Insanely Hairy Guy
– There's at least a few at every beach. You can usually spot them pretty easy from afar, he'll be the guy you think is being eaten alive by ants until you start to get closer. It's bad enough it's 90 degrees out but this man's practically got on an entire sweater. Watching this guy try to put on suntan lotion is like watching someone try and shampoo a hallway carpet, so stay away if you can.

Ridiculously Jacked Black Guy
– No matter where you are, there's always at least one. This is the kind of guy that if he wanted to, could probably squeeze you, or compress if you will, into a very small cube, but only if you went out of your way to anger him. Fun game: chug a beer with your friends. Whoever finishes last has to try and bury RJBG in the sand while he's taking a nap. Watch hilarity ensue!

Creepy Ice Cream Guy – Not the guy who works for the official snack stand, the guy who literally walks up and down the beach dragging his K-Mart mini cooler on wheels asking if people want to buy "cheap klondike bar". Avoid eye contact at all costs…that is unless you're really, REALLY hungry, of course.

*ENTRIES PROVIDED:*

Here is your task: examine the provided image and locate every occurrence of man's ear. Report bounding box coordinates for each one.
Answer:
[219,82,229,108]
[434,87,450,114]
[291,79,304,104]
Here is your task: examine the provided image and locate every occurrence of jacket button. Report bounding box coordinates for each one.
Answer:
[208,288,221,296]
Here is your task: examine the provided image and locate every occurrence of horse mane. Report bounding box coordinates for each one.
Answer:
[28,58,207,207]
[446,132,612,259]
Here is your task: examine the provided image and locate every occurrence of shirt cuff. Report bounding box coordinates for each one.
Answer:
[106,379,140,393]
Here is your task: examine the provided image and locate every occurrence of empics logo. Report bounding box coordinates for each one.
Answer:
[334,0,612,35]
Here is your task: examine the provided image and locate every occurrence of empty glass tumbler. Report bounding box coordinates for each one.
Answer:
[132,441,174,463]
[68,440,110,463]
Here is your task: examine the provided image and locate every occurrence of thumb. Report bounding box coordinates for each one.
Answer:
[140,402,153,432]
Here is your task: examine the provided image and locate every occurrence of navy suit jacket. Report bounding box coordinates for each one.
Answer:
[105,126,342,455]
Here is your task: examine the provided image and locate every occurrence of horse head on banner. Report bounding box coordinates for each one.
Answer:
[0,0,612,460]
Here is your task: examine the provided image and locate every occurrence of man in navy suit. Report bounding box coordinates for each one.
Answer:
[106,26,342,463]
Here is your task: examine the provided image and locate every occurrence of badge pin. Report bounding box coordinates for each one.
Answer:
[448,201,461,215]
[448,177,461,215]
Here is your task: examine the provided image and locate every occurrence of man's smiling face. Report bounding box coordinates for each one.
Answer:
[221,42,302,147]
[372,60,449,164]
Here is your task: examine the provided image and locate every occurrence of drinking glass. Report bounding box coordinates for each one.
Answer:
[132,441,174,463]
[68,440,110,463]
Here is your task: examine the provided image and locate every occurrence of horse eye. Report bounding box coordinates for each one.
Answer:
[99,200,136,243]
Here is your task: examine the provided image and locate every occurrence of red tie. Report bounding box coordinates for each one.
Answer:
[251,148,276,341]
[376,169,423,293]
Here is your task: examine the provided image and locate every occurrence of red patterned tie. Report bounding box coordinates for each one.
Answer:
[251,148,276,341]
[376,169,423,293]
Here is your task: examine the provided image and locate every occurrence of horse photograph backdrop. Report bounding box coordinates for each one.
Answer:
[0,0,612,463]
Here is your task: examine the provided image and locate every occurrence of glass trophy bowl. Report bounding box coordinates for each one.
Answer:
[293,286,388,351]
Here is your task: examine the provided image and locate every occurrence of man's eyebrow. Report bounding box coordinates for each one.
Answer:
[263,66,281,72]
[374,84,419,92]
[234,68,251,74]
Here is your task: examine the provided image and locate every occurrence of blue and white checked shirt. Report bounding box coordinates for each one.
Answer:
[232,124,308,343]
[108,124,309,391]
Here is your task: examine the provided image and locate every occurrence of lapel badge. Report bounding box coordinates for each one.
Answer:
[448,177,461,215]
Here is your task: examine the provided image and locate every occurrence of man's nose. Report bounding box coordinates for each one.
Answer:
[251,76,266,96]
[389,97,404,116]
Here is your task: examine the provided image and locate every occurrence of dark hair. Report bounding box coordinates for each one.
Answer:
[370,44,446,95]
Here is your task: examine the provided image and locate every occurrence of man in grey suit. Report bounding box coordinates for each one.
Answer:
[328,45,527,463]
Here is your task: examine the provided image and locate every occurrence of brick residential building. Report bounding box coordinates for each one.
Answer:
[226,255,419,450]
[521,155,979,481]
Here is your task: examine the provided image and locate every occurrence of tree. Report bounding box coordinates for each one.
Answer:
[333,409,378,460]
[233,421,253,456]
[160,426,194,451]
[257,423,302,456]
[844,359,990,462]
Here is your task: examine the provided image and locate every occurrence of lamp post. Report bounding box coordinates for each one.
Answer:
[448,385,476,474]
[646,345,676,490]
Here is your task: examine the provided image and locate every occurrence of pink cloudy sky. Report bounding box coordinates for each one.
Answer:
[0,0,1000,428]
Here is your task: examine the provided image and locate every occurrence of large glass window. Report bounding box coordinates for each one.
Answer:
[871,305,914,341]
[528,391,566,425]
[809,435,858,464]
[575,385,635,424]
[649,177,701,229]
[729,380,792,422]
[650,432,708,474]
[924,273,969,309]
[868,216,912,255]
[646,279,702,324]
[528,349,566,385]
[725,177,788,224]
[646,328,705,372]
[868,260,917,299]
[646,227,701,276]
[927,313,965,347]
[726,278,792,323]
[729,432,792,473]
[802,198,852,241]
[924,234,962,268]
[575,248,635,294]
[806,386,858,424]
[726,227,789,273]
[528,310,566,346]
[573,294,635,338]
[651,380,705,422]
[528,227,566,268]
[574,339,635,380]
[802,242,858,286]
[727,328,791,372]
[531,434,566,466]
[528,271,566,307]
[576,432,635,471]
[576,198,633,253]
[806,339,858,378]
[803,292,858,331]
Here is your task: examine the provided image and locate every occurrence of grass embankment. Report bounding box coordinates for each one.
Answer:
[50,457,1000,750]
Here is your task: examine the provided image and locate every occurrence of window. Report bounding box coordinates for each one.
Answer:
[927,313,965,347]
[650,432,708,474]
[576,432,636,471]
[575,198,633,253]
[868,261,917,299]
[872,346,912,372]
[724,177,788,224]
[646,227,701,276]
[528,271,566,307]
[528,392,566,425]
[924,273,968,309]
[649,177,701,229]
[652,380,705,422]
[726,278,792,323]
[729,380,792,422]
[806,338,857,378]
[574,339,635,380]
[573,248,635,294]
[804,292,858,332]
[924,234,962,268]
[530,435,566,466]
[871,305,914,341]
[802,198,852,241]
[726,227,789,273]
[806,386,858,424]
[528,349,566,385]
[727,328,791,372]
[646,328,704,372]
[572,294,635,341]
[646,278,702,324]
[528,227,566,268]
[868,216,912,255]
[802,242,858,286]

*TO-DO LIST:*
1/ In the beach-types list, what does the Creepy Ice Cream Guy drag up and down the beach?
2/ Repeat the beach-types list word for word, starting at "Ridiculously Jacked Black" and ending at "Watch hilarity ensue!".
3/ Pick up the beach-types list after its last sentence and keep it going.
These entries have no connection to the beach-types list.

*ANSWERS BELOW:*
1/ A K-Mart mini cooler on wheels.

2/
Ridiculously Jacked Black Guy
– No matter where you are, there's always at least one. This is the kind of guy that if he wanted to, could probably squeeze you, or compress if you will, into a very small cube, but only if you went out of your way to anger him. Fun game: chug a beer with your friends. Whoever finishes last has to try and bury RJBG in the sand while he's taking a nap. Watch hilarity ensue!

3/
Underdressed Old Person – Wrong in every possible way that something can be wrong. The last thing you need is to head out for some sun and relaxation just to find some bony, leathery senior flaunting his silver cotton candy out the sides of his neon yellow banana hammock. The best way to avoid seeing this guy is to arrive a little later in the afternoon, he'll be on his way to the nearest early senior dinner special by then.

Very Obese Woman – Not 'slightly pudgy' or 'could stand to lose a little', this woman is so large she gives FUPA a whole new meaning altogether. Due to excessive heat at the beach however, you usually won't encounter this group all too often.

Fully Clothed People
– This one is an extremely rare sighting. When you do see one however, you'll always feel the exact same feeling of complete and utter confusion. 97 degrees, intense humidity, and along comes this guy wearing every shred of clothing he could possibly drape over his body. Either they're completely insane, have a rare skin condition, or have bigger balls than anyone else on the planet (and are insane).

Hot Girl
– If they didn't go to the beach, then we wouldn't either…after all, you can always just enjoy the sun in your backyard or on the roof,right? Depending on where you are in the country, there will be at least a handful to a lot of Hot Girls showing off their stuff and getting a tan. Sit back, relax, and enjoy the show. Just remember, tucking under the waistband doesn't work nearly as well in a bathing suit. You know, just FYI.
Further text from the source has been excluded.